◆ **EXERCISE AIM**: Reproduce the stretch of the Washington appeals court opinion from "January 16, 1978." through "Diggs, for respondent.", word for word.

[BEGIN PROVIDED PASSAGE]

The Court of Appeals of Washington, Division One
Jan 16, 1978
19 Wn. App. 71 (Wash. Ct. App. 1978)

Opinion

No. 4537-1.

January 16, 1978.

[1] Mortgages — Security for Debt of Another — Validity — Effect. A mortgagor need not be personally liable in order for there to be a valid mortgage securing the debt of another so long as some consideration flows to the mortgagor.

Nature of Action: A mortgagee foreclosed on the property interest of lessors who had mortgaged the property to secure a loan to their lessees. The lessors had not signed the promissory note or other evidence of debt.

Superior Court: The Superior Court for King County, No. 782577, Charles R. Denney, J. Pro Tem., entered a judgment of foreclosure on February 6, 1976.

Court of Appeals: Holding that the mortgagors' interest in the property was security for the debt even though they were not personally liable, the court affirms the judgment.

Lewis S. Armstrong, for appellants.

Davis, Wright, Todd, Riese Jones and Bradley C. Diggs, for respondent.


Seattle-First National Bank brought this action against Forbes and Kathleen Bruce, and others, to foreclose a real estate mortgage. They appeal from that part of the judgment foreclosing the mortgage upon their interest in the real property. We affirm.

The facts are these. In August 1971, the Bruces, together with their then co-owners, the Molitors, leased certain real property located in Issaquah to Harold and Lou Jean Hart, it being the intention of the parties that the Harts would build a mortuary thereon with money borrowed from Seattle-First. In agreeing to the loan, Seattle-First required that the real property be mortgaged to it as security for repayment of the loan to the Harts. The Harts, Bruces and Molitors signed the mortgage, but only the Harts signed the promissory note secured by the mortgage. In March 1973, the Harts defaulted in the payment of the debt, and this action, seeking a money judgment against the Harts and foreclosure against all parties, followed.

[END PROVIDED PASSAGE]
[BEGIN SUPPLIED ENTRIES]

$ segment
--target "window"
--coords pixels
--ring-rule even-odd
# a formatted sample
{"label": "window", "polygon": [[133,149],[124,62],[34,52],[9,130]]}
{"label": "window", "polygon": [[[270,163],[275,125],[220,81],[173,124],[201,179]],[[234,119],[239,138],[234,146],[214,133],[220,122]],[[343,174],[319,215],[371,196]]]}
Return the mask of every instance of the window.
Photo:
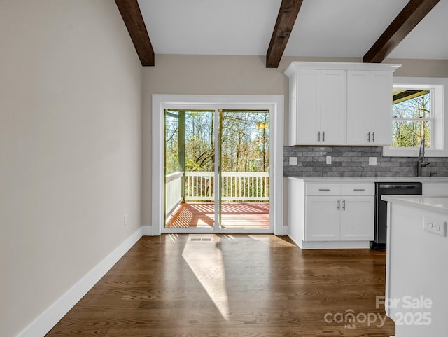
{"label": "window", "polygon": [[383,155],[418,156],[424,139],[426,156],[447,156],[443,96],[448,78],[396,77],[393,82],[392,145],[384,146]]}
{"label": "window", "polygon": [[392,98],[392,146],[412,148],[422,140],[431,144],[433,90],[394,88]]}

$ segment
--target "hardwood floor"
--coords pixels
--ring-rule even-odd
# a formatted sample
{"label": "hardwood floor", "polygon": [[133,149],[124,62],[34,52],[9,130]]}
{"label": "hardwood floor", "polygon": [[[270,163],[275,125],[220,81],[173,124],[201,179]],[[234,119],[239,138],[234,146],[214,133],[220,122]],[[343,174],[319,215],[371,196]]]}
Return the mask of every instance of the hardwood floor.
{"label": "hardwood floor", "polygon": [[144,237],[46,336],[388,337],[391,319],[358,322],[384,317],[385,256],[267,235]]}

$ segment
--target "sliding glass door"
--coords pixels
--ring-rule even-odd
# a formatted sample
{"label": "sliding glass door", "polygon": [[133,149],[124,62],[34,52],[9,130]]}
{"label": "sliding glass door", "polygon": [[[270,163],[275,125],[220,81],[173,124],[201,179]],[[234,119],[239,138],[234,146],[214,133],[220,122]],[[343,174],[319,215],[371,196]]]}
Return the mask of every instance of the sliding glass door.
{"label": "sliding glass door", "polygon": [[165,228],[270,229],[269,121],[269,111],[165,109]]}

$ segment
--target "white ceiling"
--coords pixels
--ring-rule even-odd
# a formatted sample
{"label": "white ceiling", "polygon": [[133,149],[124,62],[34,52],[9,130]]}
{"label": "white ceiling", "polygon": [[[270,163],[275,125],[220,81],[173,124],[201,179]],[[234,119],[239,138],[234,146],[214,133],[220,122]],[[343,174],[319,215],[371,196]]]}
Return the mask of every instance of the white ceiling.
{"label": "white ceiling", "polygon": [[[409,0],[304,0],[284,55],[362,57]],[[156,54],[266,55],[281,0],[139,0]],[[448,0],[388,55],[448,60]]]}

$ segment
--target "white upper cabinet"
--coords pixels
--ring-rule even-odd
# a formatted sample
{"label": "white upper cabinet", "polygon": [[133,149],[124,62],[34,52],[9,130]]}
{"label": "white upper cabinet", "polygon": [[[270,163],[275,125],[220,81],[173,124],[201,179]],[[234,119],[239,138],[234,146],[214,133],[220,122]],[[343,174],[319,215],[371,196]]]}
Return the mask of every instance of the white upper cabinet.
{"label": "white upper cabinet", "polygon": [[[345,141],[346,74],[342,70],[299,69],[291,85],[295,110],[290,143],[337,145]],[[295,88],[294,88],[295,87]],[[296,98],[295,98],[296,97]]]}
{"label": "white upper cabinet", "polygon": [[289,145],[391,144],[392,73],[400,66],[292,62]]}
{"label": "white upper cabinet", "polygon": [[347,144],[392,144],[392,72],[347,71]]}

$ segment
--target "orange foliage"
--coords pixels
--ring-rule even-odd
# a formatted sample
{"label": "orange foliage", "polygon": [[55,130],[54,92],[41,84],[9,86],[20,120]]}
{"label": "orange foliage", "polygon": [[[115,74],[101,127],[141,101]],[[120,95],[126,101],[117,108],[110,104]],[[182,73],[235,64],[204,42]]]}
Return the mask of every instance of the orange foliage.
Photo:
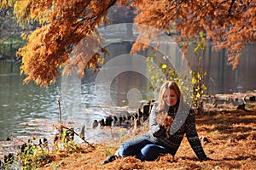
{"label": "orange foliage", "polygon": [[[98,51],[106,51],[101,49],[103,40],[96,28],[107,20],[108,10],[114,4],[137,8],[134,22],[140,26],[166,32],[175,30],[176,41],[184,51],[200,31],[206,33],[217,49],[227,48],[228,62],[234,69],[245,43],[256,40],[255,0],[20,0],[15,4],[19,21],[36,20],[42,25],[28,35],[27,45],[18,52],[23,57],[21,73],[28,76],[25,82],[34,80],[48,86],[63,65],[67,65],[67,73],[78,67],[82,76],[89,66],[98,68]],[[137,41],[131,52],[148,47],[160,33],[147,26],[138,31],[141,34],[137,39],[148,43]],[[87,40],[81,43],[89,54],[81,52],[70,57],[73,47],[85,37]]]}

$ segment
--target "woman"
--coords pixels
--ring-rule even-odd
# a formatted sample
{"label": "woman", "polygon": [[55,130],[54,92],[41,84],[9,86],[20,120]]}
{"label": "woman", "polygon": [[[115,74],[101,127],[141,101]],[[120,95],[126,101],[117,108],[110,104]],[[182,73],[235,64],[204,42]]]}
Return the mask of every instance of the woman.
{"label": "woman", "polygon": [[166,82],[161,86],[158,102],[153,105],[149,116],[149,126],[150,130],[145,135],[123,144],[102,164],[119,156],[135,156],[141,161],[154,161],[168,153],[174,156],[184,134],[197,157],[210,160],[198,138],[195,112],[183,101],[176,82]]}

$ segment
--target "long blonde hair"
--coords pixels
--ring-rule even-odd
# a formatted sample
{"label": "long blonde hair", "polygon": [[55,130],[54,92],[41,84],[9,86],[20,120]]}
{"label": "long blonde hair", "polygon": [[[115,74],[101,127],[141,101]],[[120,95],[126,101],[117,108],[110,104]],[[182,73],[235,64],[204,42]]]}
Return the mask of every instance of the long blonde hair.
{"label": "long blonde hair", "polygon": [[180,93],[179,88],[177,87],[177,83],[173,81],[166,82],[161,86],[160,90],[160,95],[158,98],[158,105],[159,105],[158,110],[159,110],[166,109],[166,103],[163,99],[163,95],[166,89],[174,90],[174,92],[177,97],[177,101],[179,102],[179,100],[180,100],[181,93]]}

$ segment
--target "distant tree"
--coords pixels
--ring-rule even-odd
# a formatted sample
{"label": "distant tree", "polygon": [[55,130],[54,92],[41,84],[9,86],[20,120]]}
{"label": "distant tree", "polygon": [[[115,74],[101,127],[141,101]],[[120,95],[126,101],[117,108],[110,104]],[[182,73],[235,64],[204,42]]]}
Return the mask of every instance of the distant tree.
{"label": "distant tree", "polygon": [[[10,2],[10,1],[8,1]],[[38,20],[41,27],[27,36],[27,45],[20,49],[23,57],[21,72],[27,75],[25,82],[34,80],[48,86],[65,66],[69,73],[78,66],[84,76],[88,67],[99,67],[97,47],[102,38],[96,29],[108,23],[109,8],[117,4],[137,8],[134,22],[169,32],[174,29],[176,41],[186,50],[188,43],[200,31],[215,44],[216,48],[227,48],[229,64],[236,68],[245,43],[256,40],[256,1],[247,0],[20,0],[11,1],[20,22]],[[5,0],[0,0],[2,6]],[[157,32],[139,28],[139,38],[153,41]],[[85,38],[86,37],[86,38]],[[73,47],[80,42],[82,50],[70,57]],[[143,41],[145,42],[145,41]],[[136,42],[131,52],[148,48],[148,44]],[[103,53],[107,53],[101,48]]]}

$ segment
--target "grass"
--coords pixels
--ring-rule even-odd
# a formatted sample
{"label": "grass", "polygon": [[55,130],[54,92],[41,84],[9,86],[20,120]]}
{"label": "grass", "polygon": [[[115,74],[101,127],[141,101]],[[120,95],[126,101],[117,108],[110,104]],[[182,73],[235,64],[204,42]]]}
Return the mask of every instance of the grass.
{"label": "grass", "polygon": [[120,140],[94,144],[95,148],[82,144],[69,153],[67,150],[50,152],[39,169],[255,169],[256,106],[248,110],[208,111],[196,116],[199,136],[209,140],[202,142],[204,150],[213,161],[200,162],[184,138],[175,157],[167,155],[154,162],[141,162],[130,156],[101,164],[121,143],[142,135],[147,129],[145,124]]}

[END SUPPLIED ENTRIES]

◆ **EXERCISE OUTPUT**:
January 16, 1978.

[1] Mortgages — Security for Debt of Another — Validity — Effect. A mortgagor need not be personally liable in order for there to be a valid mortgage securing the debt of another so long as some consideration flows to the mortgagor.

Nature of Action: A mortgagee foreclosed on the property interest of lessors who had mortgaged the property to secure a loan to their lessees. The lessors had not signed the promissory note or other evidence of debt.

Superior Court: The Superior Court for King County, No. 782577, Charles R. Denney, J. Pro Tem., entered a judgment of foreclosure on February 6, 1976.

Court of Appeals: Holding that the mortgagors' interest in the property was security for the debt even though they were not personally liable, the court affirms the judgment.

Lewis S. Armstrong, for appellants.

Davis, Wright, Todd, Riese Jones and Bradley C. Diggs, for respondent.